The exercise: Output every line of the records as a JSON list of strings, with one string per line and blank lines omitted. Leave the pictures out.

Collected data entries

---

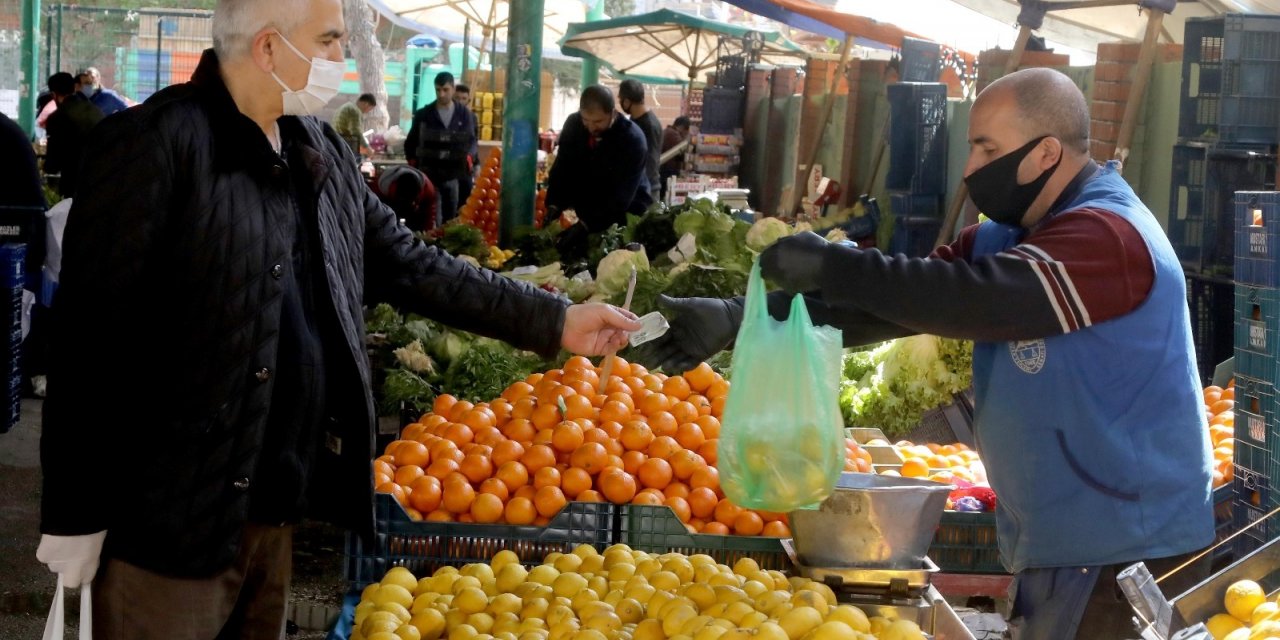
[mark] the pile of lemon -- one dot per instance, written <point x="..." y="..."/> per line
<point x="618" y="594"/>
<point x="1249" y="616"/>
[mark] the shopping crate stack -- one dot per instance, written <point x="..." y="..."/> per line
<point x="1256" y="218"/>
<point x="12" y="257"/>
<point x="917" y="163"/>
<point x="1228" y="127"/>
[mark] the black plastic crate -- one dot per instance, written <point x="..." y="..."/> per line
<point x="722" y="110"/>
<point x="1257" y="332"/>
<point x="915" y="205"/>
<point x="656" y="529"/>
<point x="922" y="60"/>
<point x="918" y="137"/>
<point x="914" y="236"/>
<point x="424" y="547"/>
<point x="1212" y="312"/>
<point x="1257" y="238"/>
<point x="1202" y="201"/>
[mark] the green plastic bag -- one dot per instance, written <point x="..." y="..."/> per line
<point x="782" y="446"/>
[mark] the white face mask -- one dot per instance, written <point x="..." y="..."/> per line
<point x="323" y="83"/>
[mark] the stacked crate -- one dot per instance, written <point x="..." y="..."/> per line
<point x="917" y="164"/>
<point x="1229" y="126"/>
<point x="12" y="257"/>
<point x="1257" y="347"/>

---

Written response:
[
  "[mark] the pile of lemon -- one dot per instance, written <point x=\"...\" y=\"...\"/> per line",
  "<point x=\"618\" y=\"594\"/>",
  "<point x=\"1249\" y=\"616\"/>",
  "[mark] the shopping crate stack -- one dot per instance, written <point x=\"...\" y=\"...\"/> per line",
  "<point x=\"1256\" y=\"218\"/>",
  "<point x=\"12\" y=\"257\"/>",
  "<point x=\"917\" y=\"163\"/>",
  "<point x=\"1228\" y=\"127\"/>",
  "[mark] the black plastic crate -- one dot per instance, written <point x=\"...\" y=\"...\"/> per line",
  "<point x=\"722\" y=\"110\"/>",
  "<point x=\"1257\" y=\"332\"/>",
  "<point x=\"915\" y=\"205\"/>",
  "<point x=\"656\" y=\"529\"/>",
  "<point x=\"922\" y=\"60\"/>",
  "<point x=\"918\" y=\"137\"/>",
  "<point x=\"914\" y=\"236\"/>",
  "<point x=\"424\" y=\"547\"/>",
  "<point x=\"1212\" y=\"312\"/>",
  "<point x=\"1257\" y=\"238\"/>",
  "<point x=\"1202\" y=\"201\"/>",
  "[mark] the green plastic bag -- one dot per instance, written <point x=\"...\" y=\"...\"/> per line",
  "<point x=\"782\" y=\"446\"/>",
  "[mark] the white face mask -- one dot per instance, written <point x=\"...\" y=\"...\"/> per line",
  "<point x=\"323\" y=\"83\"/>",
  "[mark] the stacked crate -- one dot per instance, written <point x=\"...\" y=\"...\"/> per line",
  "<point x=\"917\" y=\"164\"/>",
  "<point x=\"1229\" y=\"126\"/>",
  "<point x=\"12\" y=\"257\"/>",
  "<point x=\"1257\" y=\"347\"/>"
]